YOUR ASSIGNMENT
Would you repeat every line below exactly, please?

Point localization data
********************

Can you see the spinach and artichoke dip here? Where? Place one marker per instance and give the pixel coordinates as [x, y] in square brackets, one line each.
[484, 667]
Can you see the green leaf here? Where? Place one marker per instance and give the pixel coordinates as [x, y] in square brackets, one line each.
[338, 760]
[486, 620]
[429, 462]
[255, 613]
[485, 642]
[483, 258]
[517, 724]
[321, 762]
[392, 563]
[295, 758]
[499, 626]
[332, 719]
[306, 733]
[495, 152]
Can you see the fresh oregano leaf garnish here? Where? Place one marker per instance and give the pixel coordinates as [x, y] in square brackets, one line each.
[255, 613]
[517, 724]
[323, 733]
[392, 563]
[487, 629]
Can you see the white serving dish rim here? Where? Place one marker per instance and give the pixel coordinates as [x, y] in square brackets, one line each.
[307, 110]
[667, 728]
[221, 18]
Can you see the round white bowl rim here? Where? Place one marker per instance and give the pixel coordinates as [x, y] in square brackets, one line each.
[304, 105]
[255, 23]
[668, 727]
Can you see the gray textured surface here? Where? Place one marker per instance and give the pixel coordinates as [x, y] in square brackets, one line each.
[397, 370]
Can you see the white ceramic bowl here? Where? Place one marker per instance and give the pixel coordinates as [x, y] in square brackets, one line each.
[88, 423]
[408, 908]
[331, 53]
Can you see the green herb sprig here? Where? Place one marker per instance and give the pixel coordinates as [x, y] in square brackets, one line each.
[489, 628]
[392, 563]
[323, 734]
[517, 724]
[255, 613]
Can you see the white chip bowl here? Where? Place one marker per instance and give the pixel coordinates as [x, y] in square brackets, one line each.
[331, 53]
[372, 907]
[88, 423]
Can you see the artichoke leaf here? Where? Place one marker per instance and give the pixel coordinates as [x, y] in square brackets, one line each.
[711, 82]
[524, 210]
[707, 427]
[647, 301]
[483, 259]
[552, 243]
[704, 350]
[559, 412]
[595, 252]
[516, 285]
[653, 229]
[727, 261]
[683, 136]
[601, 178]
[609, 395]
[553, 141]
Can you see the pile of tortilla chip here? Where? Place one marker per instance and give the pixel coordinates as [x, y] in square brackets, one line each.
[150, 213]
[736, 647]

********************

RESULT OF THIS TASK
Can you see the spinach and artichoke dip here? Where? Place one marker per instance and give the pixel coordinates as [x, y] in square brackets, one line each.
[484, 667]
Can you see the green leaf here? Where? Place one marker per instance and give the pixel coordinates as [x, y] in square brackets, one line each.
[338, 760]
[486, 620]
[429, 462]
[255, 613]
[485, 642]
[483, 258]
[517, 724]
[321, 762]
[392, 563]
[295, 758]
[499, 626]
[332, 719]
[306, 733]
[495, 152]
Can you see the fresh oregano leaf garnish here? Where? Place one marker per instance and give the pixel coordinates as [x, y] in square brackets, one line each.
[255, 613]
[517, 724]
[323, 733]
[392, 563]
[487, 629]
Can you see the white serving dish rim here? Where? Place one marker per instance and give the pixel coordinates as [x, y] in square brackets, one line each.
[307, 110]
[667, 728]
[221, 18]
Can you see the round white bowl rim here? Where? Place one marker per instance and give the pixel coordinates as [x, y] in square brackets, one line each.
[304, 105]
[255, 23]
[668, 727]
Can you see the gray textured surface here? Where? Place one marker per instance and give the pixel coordinates as [x, y] in square brackets, one line each.
[397, 370]
Can you see the white ceramic bowl here? Where? Place one marker per instance and give the pixel coordinates as [x, y] in square brackets, one line each.
[88, 423]
[408, 908]
[331, 53]
Can you see the green herb sprig here? Where? Place one marker per instance and give the pixel coordinates as [x, y] in square brackets, one line each.
[489, 628]
[392, 563]
[323, 734]
[517, 724]
[255, 613]
Can you see the white chip bowl here? Where? Place one marker per instance and give the pixel coordinates as [x, y] in square brackets, one line each.
[331, 53]
[372, 907]
[88, 423]
Can you see the artichoke leaf here? Where? Place one marker per instance and give the pixel coordinates as [x, y] in square brackets, one line each.
[711, 82]
[524, 210]
[707, 427]
[647, 301]
[483, 259]
[552, 243]
[704, 350]
[559, 412]
[595, 252]
[516, 285]
[653, 229]
[727, 261]
[683, 136]
[601, 178]
[609, 395]
[553, 141]
Can you see the pile of tortilla chip here? Where? Place one marker per instance and give the pixel coordinates as [x, y] in square brackets, one line each.
[150, 213]
[736, 647]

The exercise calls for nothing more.